**Natural-language object grounding data**
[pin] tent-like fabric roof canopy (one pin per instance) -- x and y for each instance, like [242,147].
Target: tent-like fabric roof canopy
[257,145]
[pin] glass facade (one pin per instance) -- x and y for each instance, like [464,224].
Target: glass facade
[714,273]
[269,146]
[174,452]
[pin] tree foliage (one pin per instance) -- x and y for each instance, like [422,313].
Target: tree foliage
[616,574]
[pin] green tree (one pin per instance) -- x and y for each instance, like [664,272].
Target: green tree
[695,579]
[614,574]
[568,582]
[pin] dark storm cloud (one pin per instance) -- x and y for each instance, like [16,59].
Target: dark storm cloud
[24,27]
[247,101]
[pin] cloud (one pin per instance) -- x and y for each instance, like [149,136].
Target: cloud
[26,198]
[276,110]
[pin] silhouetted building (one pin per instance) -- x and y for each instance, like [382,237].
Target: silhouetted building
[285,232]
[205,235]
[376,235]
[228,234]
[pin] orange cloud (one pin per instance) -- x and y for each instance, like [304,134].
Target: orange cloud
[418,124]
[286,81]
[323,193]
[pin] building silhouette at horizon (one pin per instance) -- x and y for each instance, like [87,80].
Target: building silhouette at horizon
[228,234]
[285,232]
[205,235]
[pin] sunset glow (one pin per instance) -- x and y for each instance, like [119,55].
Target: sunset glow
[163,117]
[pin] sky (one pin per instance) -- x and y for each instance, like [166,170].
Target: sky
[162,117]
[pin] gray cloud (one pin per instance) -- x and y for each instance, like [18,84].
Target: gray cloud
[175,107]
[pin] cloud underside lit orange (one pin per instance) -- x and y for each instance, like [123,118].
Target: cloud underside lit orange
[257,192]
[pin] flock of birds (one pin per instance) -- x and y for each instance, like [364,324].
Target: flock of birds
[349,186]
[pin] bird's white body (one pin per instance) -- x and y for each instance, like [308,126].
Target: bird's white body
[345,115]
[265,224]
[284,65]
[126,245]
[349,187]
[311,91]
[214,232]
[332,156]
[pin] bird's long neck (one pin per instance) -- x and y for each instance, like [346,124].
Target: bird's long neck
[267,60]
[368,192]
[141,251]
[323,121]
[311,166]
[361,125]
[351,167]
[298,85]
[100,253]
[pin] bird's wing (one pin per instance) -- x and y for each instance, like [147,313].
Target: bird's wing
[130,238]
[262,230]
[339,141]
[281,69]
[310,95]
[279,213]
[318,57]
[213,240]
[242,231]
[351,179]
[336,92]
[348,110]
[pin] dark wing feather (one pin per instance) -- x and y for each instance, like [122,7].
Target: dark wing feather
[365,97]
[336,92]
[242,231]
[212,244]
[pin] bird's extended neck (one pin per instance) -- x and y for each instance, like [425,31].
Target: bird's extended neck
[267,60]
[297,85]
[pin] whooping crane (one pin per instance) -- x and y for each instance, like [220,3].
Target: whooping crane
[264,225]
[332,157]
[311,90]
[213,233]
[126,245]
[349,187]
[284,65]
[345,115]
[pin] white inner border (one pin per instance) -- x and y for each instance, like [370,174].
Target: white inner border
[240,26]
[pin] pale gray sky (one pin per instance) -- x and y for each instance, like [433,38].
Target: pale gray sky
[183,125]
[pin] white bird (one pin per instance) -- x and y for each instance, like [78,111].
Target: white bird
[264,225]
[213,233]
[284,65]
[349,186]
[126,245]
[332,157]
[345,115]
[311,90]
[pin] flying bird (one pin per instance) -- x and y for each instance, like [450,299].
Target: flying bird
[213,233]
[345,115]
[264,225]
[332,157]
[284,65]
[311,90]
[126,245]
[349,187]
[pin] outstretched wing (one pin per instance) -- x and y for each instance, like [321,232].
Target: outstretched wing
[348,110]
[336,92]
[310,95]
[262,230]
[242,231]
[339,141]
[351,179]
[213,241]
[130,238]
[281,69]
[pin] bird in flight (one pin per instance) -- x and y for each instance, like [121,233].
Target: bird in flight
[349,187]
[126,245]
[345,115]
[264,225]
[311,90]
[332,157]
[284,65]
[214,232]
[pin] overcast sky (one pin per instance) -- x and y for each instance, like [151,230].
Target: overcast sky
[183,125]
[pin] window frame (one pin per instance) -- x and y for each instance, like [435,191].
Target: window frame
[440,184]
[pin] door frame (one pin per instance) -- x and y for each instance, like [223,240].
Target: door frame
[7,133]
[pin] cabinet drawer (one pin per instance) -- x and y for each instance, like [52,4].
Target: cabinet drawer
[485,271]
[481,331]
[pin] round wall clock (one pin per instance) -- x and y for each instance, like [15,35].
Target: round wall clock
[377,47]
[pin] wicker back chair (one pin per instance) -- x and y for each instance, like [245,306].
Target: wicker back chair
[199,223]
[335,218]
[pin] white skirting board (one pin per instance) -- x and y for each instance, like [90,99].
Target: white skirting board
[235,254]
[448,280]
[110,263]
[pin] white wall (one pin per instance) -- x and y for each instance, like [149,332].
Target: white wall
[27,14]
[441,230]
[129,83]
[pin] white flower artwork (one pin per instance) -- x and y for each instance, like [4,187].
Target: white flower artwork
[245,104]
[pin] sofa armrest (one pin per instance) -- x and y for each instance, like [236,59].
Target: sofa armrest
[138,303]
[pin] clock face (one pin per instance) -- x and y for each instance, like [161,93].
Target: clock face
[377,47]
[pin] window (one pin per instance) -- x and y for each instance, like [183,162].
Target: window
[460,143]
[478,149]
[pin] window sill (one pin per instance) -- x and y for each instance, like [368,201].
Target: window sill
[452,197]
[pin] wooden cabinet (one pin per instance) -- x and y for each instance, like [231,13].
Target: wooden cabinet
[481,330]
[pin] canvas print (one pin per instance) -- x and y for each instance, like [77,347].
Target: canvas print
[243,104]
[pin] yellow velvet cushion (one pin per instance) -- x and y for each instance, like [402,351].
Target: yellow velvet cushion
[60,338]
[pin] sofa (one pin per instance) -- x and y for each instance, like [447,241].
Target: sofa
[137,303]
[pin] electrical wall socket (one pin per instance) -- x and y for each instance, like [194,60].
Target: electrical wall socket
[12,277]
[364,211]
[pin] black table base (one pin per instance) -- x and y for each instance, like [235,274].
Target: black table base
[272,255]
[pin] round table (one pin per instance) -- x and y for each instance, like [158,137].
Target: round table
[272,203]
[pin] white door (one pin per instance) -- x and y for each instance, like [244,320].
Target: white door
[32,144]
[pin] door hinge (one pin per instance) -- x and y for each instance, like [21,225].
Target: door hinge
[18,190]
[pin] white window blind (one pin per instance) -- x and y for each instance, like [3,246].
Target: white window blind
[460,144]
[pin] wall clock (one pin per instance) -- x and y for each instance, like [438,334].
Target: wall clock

**Task details**
Retype the records in full, keeping every word as it is.

**Finished exercise**
[pin] tent-like fabric roof canopy (one pin per instance) -- x and y for each instance, like [242,147].
Target: tent-like fabric roof canopy
[257,145]
[pin] glass facade (one pin per instance) -- x and y for each instance, like [464,224].
Target: glass facade
[714,273]
[269,146]
[174,452]
[pin] tree foliage (one pin per instance) -- x and y for each instance, like [422,313].
Target: tree foliage
[616,574]
[pin] green tree (one pin per instance) -- x and y for each instance, like [664,272].
Target: green tree
[695,579]
[614,574]
[568,582]
[pin] dark storm cloud (one pin per instance) -- x and y for each instance, like [16,59].
Target: dark storm cloud
[24,27]
[247,101]
[pin] cloud (one pin per instance) -- x and y for each instance, like [149,136].
Target: cloud
[26,198]
[276,110]
[pin] silhouetted building (one pin per instance) -- x and y for each instance, like [382,237].
Target: silhouetted building
[285,232]
[205,235]
[376,235]
[228,234]
[pin] orange cloud (one pin per instance) -- x and y for each instance, like [304,134].
Target: orange cloud
[418,124]
[286,81]
[323,193]
[pin] building silhouette at horizon (one pin per instance) -- x and y for each instance, like [87,80].
Target: building silhouette at horizon
[228,234]
[285,232]
[205,235]
[pin] sunset glow (one pin per instance) -- x and y for each instance, like [119,55].
Target: sunset glow
[163,117]
[pin] sky (one pin per instance) -- x and y for each instance, like [166,170].
Target: sky
[162,117]
[pin] gray cloud (one pin per instance) -- x and y for each instance, like [18,84].
Target: gray cloud
[175,107]
[pin] cloud underside lit orange (one pin per instance) -- x and y for each instance, like [123,118].
Target: cloud underside lit orange
[257,192]
[pin] flock of birds (one pin per instance) -- x and y for each instance, like [364,324].
Target: flock of birds
[349,186]
[pin] bird's white body (one pin per instance) -- x and y for each instance, like [308,126].
Target: bird's white body
[345,115]
[265,224]
[284,65]
[126,245]
[349,187]
[311,91]
[214,232]
[332,156]
[pin] bird's long neck (one pin per instance) -- x and y for each instance, like [346,124].
Target: bird's long neck
[267,60]
[368,192]
[141,251]
[323,121]
[311,166]
[361,125]
[351,167]
[298,85]
[100,253]
[pin] bird's wing (one pin per instance) -- x and y for each instance, like [147,313].
Target: bird's wing
[130,238]
[262,230]
[339,141]
[281,69]
[310,95]
[279,213]
[318,57]
[213,240]
[242,231]
[351,179]
[336,92]
[348,110]
[pin] dark wing feather (one pin per instance) -- x and y for each instance, like [122,7].
Target: dark wing feather
[365,97]
[336,92]
[242,231]
[212,244]
[pin] bird's extended neck (one pin per instance) -- x and y for each instance, like [425,31].
Target: bird's extended neck
[267,60]
[297,85]
[pin] whooping crane (one pin per instance) -- x and y for each instance, like [220,3].
Target: whooping crane
[264,225]
[332,157]
[311,90]
[213,233]
[126,245]
[349,187]
[284,65]
[345,115]
[pin] white inner border (one pin per instance) -- x and y for each instance, like [370,174].
Target: white inner border
[240,26]
[pin] pale gray sky (one pin per instance) -- x and y for each instance, like [433,38].
Target: pale gray sky
[183,125]
[pin] white bird (one pin per instance) -- x and y for each instance, like [78,111].
Target: white bird
[264,225]
[213,233]
[284,65]
[349,186]
[126,245]
[332,157]
[345,115]
[311,90]
[pin] flying bird (one pin per instance) -- x and y for each instance, like [450,299].
Target: flying bird
[213,233]
[345,115]
[264,225]
[332,157]
[284,65]
[311,90]
[126,245]
[349,187]
[pin] outstretched wing (one pin per instance) -- x and y for each instance, like [321,232].
Target: outstretched wing
[348,110]
[336,92]
[310,95]
[262,230]
[242,231]
[339,141]
[351,179]
[213,241]
[130,238]
[281,69]
[pin] bird in flight (one pin per instance) -- x and y for each instance, like [121,233].
Target: bird in flight
[349,187]
[126,245]
[345,115]
[264,225]
[311,90]
[332,157]
[284,65]
[214,232]
[pin] overcast sky (one pin per instance) -- x and y for each instance, like [151,230].
Target: overcast sky
[183,125]
[pin] window frame (one pin per instance) -- x and y for each instance, like [435,191].
Target: window frame
[440,184]
[pin] door frame (one pin per instance) -- x and y for each instance, like [223,240].
Target: door frame
[7,133]
[pin] cabinet drawer (one pin per instance) -- x and y for each instance, like [52,4].
Target: cabinet drawer
[485,271]
[481,331]
[pin] round wall clock (one pin per instance) -- x and y for each instance, like [15,35].
Target: round wall clock
[377,47]
[pin] wicker back chair (one pin per instance) -- x and y for each instance, like [245,306].
Target: wicker back chair
[199,223]
[335,218]
[pin] white skirting board (one pin per instance) -- x and y for each instance, like [90,99].
Target: white skirting board
[235,254]
[448,280]
[110,263]
[pin] white wall (one pin per instance) -- x and y for each instance, like [149,332].
Target: white wall
[27,14]
[441,230]
[129,83]
[pin] white flower artwork (one pin per instance) -- x and y for each instance, like [4,187].
Target: white flower artwork
[245,104]
[pin] sofa armrest (one pin per instance) -- x and y for each instance, like [236,59].
Target: sofa armrest
[138,303]
[pin] clock face (one pin per instance) -- x and y for each instance, like [161,93].
Target: clock face
[377,47]
[pin] window (one pin per instance) -- x and y for each instance, like [183,162].
Target: window
[460,143]
[478,149]
[pin] window sill (one pin per instance) -- x and y for each instance, like [368,201].
Target: window sill
[452,197]
[pin] wooden cabinet (one pin per instance) -- x and y for each instance, like [231,13].
Target: wooden cabinet
[481,330]
[pin] canvas print (one pin per instance) -- x and y for each instance, like [77,347].
Target: canvas print
[243,104]
[pin] yellow velvet cushion (one pin per instance) -- x and y for each instance, like [402,351].
Target: yellow velvet cushion
[60,338]
[pin] sofa (one pin per instance) -- x and y for each instance, like [447,241].
Target: sofa
[137,303]
[pin] electrical wall socket (one pin per instance) -- x and y for each instance, like [194,60].
Target: electrical wall socket
[12,277]
[364,211]
[pin] black table base (one pin per instance) -- x and y for each instance, like [235,274].
Target: black table base
[272,255]
[pin] round table (one pin per instance) -- x and y for each instance, like [158,137].
Target: round table
[272,203]
[pin] white door (one pin per instance) -- x and y for each instance, like [244,320].
Target: white door
[32,144]
[pin] door hinge (one pin per instance) -- x and y for each instance, like [21,225].
Target: door hinge
[18,190]
[pin] white window blind (one pin per instance) -- x and y for each instance, like [3,246].
Target: white window blind
[460,144]
[pin] wall clock (one pin per instance) -- x and y for each instance, like [438,334].
Target: wall clock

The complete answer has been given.